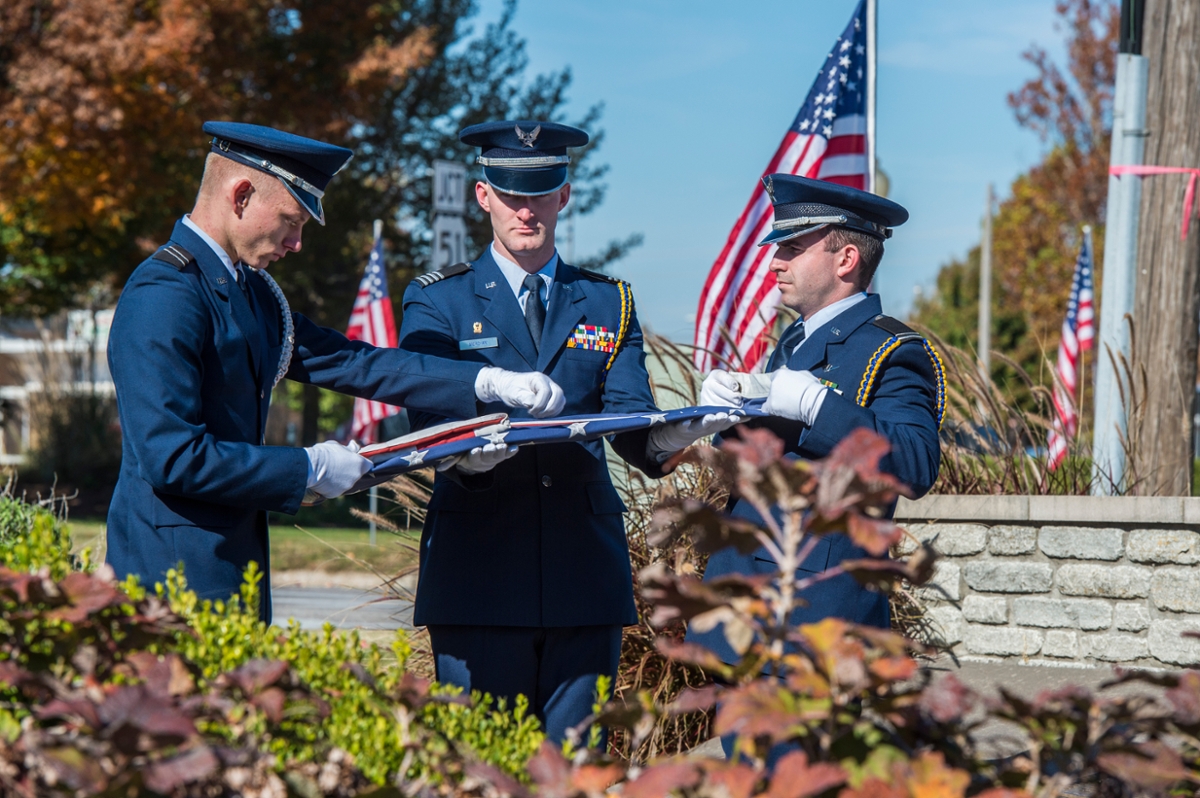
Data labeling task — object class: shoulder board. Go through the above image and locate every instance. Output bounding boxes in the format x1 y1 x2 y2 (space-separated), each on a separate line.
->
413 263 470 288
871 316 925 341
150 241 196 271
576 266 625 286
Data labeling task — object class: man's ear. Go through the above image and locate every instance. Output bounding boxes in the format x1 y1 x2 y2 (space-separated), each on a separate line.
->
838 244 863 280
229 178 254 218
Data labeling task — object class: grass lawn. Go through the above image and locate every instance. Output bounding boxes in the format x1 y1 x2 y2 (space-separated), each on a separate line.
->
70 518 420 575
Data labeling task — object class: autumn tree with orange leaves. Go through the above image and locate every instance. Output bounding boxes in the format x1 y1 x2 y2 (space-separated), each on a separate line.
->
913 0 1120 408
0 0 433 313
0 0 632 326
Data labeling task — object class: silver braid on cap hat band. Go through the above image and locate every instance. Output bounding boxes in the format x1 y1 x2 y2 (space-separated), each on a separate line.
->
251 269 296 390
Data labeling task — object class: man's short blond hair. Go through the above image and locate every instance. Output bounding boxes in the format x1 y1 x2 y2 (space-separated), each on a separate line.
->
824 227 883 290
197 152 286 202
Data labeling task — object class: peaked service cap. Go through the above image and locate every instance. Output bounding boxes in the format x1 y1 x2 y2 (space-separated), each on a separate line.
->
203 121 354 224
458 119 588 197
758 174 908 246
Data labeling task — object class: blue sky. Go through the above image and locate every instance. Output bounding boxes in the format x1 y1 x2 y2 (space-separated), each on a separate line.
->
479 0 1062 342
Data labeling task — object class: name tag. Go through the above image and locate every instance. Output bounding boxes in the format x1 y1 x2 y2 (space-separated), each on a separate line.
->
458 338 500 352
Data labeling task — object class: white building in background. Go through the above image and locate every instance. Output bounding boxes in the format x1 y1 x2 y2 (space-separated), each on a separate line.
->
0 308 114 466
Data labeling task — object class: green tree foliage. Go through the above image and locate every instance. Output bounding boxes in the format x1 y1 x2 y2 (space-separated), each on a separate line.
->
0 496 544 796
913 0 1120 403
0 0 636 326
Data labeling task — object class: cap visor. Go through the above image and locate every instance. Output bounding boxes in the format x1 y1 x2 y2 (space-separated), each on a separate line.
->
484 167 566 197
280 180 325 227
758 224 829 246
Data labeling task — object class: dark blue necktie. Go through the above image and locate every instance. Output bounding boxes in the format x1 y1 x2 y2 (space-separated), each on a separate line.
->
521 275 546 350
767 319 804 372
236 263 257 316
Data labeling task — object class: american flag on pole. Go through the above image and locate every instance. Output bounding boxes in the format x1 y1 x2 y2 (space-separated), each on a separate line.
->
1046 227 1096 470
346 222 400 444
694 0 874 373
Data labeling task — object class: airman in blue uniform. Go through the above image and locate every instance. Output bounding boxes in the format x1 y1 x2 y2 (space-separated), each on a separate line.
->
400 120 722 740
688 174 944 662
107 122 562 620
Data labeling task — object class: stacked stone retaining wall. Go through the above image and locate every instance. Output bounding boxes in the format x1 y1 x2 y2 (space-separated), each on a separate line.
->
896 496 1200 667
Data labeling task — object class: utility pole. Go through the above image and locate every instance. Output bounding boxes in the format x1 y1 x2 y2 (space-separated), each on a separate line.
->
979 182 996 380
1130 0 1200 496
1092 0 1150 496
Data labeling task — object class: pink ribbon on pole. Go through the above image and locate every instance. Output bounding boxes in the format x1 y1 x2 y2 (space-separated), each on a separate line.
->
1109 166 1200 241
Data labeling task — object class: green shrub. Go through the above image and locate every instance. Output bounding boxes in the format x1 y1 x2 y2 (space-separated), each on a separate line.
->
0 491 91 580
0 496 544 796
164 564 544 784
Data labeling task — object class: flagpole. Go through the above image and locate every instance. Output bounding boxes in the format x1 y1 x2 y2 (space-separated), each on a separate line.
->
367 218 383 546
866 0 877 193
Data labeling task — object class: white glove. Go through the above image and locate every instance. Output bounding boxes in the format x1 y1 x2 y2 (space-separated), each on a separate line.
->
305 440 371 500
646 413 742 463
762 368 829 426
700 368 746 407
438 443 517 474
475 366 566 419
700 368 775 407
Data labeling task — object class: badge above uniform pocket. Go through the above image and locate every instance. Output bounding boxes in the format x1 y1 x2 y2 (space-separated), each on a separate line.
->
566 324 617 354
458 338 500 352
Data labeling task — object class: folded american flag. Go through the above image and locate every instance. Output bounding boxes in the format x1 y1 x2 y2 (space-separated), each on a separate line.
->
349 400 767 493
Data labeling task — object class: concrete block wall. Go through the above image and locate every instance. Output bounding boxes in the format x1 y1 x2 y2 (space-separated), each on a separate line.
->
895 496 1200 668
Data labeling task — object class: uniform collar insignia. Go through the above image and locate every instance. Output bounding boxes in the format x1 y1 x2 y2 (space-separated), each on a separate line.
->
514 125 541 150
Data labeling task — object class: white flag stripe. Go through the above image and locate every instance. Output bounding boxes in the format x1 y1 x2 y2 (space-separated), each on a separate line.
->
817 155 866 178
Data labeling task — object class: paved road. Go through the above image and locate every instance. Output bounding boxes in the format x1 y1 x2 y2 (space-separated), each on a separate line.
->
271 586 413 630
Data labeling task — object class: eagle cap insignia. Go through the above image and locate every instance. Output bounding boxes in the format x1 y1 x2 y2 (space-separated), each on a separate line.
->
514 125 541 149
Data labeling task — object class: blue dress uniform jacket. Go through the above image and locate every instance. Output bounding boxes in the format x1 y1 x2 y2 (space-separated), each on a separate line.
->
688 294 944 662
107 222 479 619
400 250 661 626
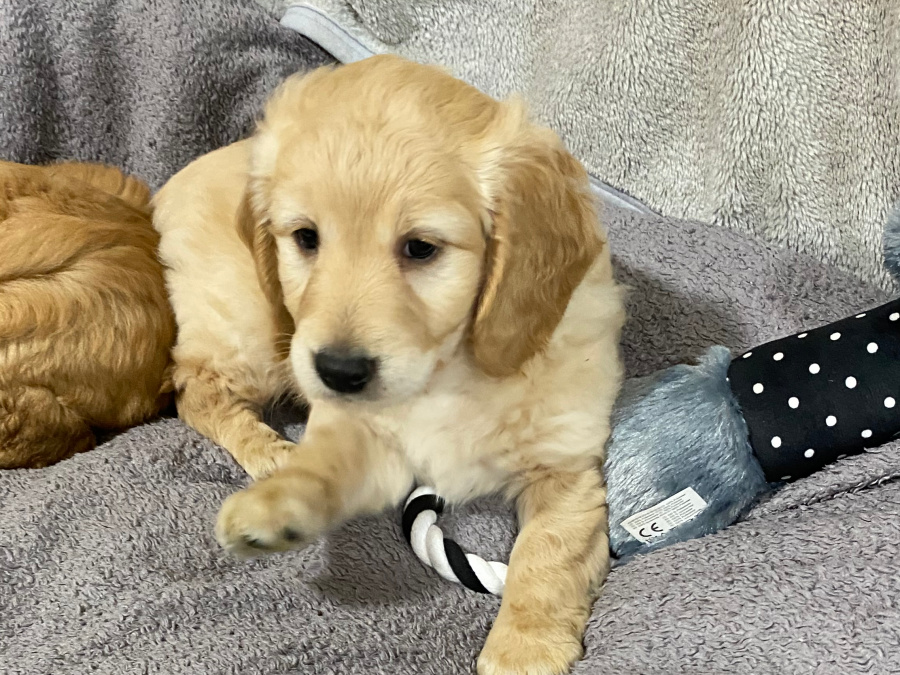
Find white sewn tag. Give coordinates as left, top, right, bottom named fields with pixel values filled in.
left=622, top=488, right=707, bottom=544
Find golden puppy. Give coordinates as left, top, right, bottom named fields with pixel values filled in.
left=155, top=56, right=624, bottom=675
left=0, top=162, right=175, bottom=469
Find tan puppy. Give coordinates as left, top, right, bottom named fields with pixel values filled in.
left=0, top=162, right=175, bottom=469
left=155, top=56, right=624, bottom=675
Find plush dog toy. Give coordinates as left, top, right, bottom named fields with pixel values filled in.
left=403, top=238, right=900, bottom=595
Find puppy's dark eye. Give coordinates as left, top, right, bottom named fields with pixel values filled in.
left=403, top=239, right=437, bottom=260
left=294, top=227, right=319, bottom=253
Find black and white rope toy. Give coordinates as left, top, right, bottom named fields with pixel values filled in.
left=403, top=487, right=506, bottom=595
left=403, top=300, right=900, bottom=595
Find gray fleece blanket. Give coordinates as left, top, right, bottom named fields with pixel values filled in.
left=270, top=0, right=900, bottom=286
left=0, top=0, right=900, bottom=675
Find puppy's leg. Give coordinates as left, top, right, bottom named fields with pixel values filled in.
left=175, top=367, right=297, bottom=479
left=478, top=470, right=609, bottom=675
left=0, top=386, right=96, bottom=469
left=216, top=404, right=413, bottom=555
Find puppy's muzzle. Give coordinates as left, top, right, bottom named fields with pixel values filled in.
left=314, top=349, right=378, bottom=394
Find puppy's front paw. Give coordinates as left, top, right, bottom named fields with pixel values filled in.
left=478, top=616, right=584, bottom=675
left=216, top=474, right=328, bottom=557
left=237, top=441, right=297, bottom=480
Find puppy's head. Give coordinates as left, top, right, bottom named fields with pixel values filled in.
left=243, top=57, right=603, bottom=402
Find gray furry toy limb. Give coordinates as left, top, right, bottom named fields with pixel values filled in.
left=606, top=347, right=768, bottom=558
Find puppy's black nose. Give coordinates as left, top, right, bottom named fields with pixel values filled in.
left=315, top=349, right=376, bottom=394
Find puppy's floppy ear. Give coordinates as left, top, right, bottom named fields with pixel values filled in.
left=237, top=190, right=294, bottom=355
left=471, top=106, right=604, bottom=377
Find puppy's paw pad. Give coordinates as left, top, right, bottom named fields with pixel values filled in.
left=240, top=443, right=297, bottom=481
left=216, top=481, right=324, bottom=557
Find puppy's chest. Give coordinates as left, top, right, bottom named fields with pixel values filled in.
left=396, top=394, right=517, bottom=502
▬▬▬
Identify every line of the records that contains the word "dark", and reproduce each such line in full.

◆ ANSWER FOR THE TASK:
Data labeling task — object class: dark blue necktie. Go through the above image and locate every instance. Output bounding boxes in the format x1 y1 x2 y2 (space-separated), each on a separate line.
Find puppy's dark eye. Give coordinates as left, top, right, bottom named fields with pixel values filled in.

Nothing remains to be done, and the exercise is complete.